- **Problem description**
Report each line of the data that has "recognition" somewhere in it.

- **Provided data**
----------------

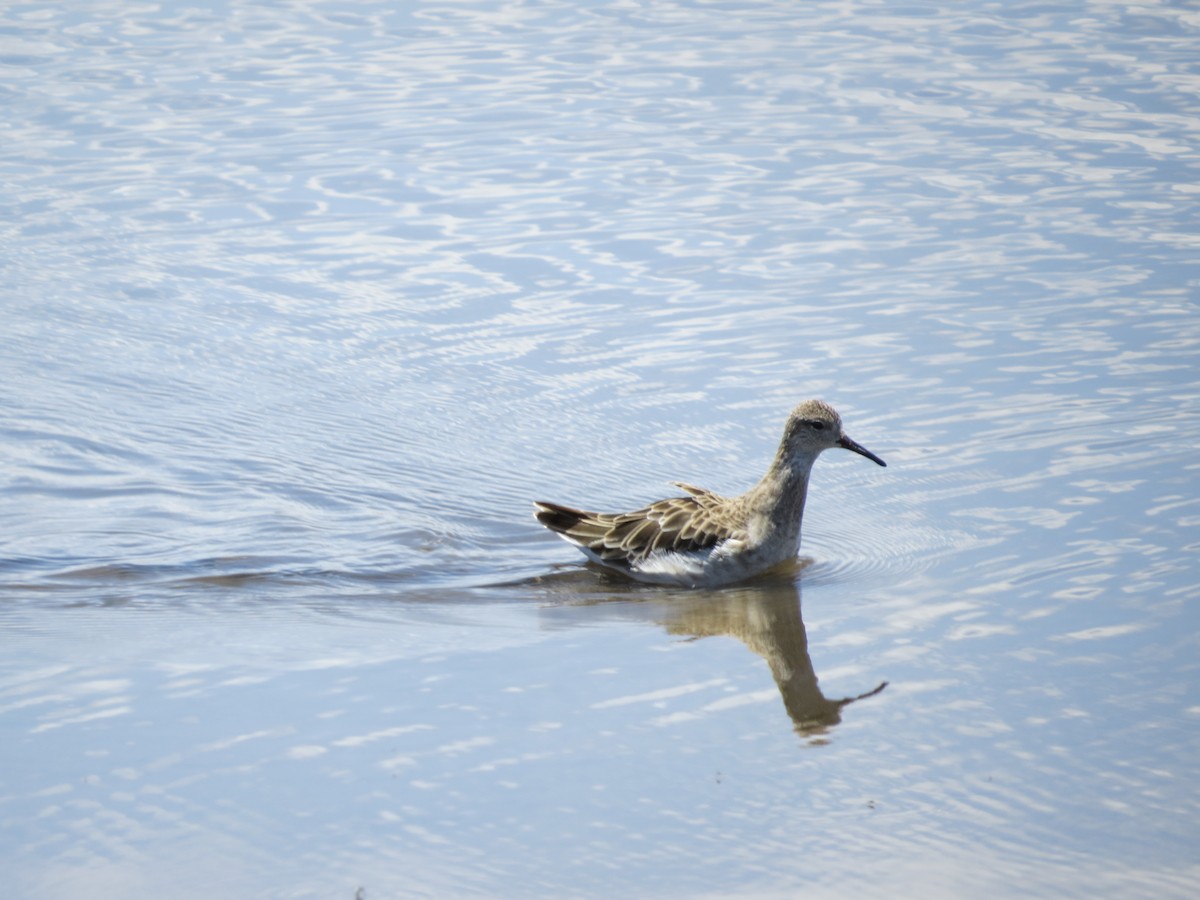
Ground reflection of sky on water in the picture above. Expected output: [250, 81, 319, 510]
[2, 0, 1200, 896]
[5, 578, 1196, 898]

----------------

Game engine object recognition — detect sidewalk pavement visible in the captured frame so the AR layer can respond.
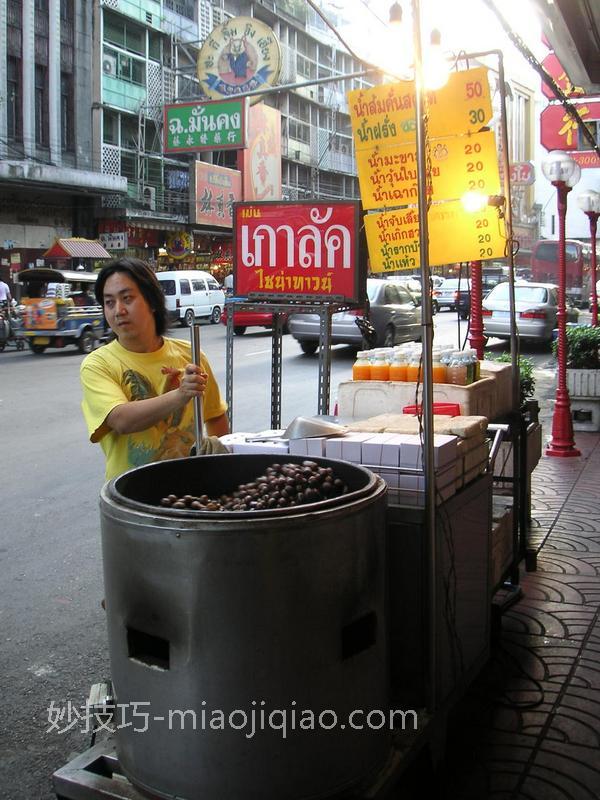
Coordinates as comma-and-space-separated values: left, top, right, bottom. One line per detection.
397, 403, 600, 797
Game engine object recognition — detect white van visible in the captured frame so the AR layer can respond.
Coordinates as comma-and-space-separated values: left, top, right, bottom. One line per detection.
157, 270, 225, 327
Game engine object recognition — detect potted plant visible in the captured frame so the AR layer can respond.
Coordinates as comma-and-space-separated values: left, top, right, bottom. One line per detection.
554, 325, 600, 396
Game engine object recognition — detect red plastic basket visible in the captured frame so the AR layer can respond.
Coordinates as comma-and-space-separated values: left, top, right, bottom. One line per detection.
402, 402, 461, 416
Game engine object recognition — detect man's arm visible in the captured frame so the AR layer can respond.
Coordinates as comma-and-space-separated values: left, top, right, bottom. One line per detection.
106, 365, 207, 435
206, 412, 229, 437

----------------

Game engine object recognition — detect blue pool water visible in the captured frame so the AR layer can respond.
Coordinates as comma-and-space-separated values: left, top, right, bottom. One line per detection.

----------------

- **Exercise result**
Game engine object recognition — detect sidewalk pavement visible in the captured frame so the AR layer can respond.
Game engine object recognition — detect white van visible in the captured frame so the AR layer can respond.
Game engine object recognition — detect potted plant visible in the captured frame so the AR layer can respond.
Game engine object recognition — detect red plastic basket visible in the captured frame so the AR layer can respond.
Game engine object recognition — detect man's arm visible in the captured frame so the AR layer can respond.
Game engine object recognition — detect blue pool water visible in the captured frame so the AR layer can respond.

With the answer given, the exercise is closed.